[Instructions to follow]:
Can you copy the following lines word for word, leaving the pictures out?

[Input]:
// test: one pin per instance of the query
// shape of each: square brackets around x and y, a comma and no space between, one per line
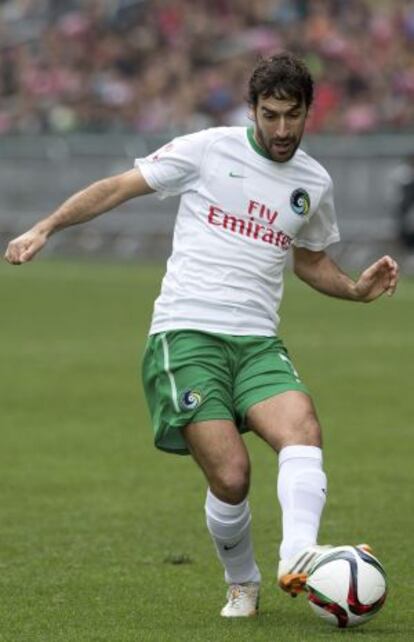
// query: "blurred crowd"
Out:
[178,65]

[Response]:
// test: one pin per instance of the query
// shape of each: square brackets around x and y, a comma and no space between, one per line
// query: "blurred crowd"
Out:
[178,65]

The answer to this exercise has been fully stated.